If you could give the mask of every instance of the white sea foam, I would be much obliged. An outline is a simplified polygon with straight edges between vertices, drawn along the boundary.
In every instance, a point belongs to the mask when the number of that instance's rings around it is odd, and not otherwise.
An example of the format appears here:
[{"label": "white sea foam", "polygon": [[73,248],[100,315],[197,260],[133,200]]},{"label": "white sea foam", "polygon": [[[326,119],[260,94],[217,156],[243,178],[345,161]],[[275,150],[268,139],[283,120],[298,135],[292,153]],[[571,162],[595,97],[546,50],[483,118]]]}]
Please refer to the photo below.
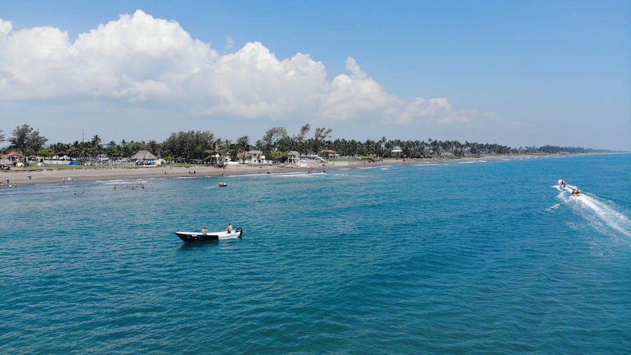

════

Copy out word for word the lines from the start of the items through the line containing "An example of", both ends included, and nothing else.

If you could give the mask of every instance of the white sea foam, I would be much obliged. An outline is a simplified polygon with straight edges between vertices, drawn along the boundary.
In every instance, a point belongs to the mask when the number of that instance's rings around it is odd, and not otherwise.
An example of the format appears here:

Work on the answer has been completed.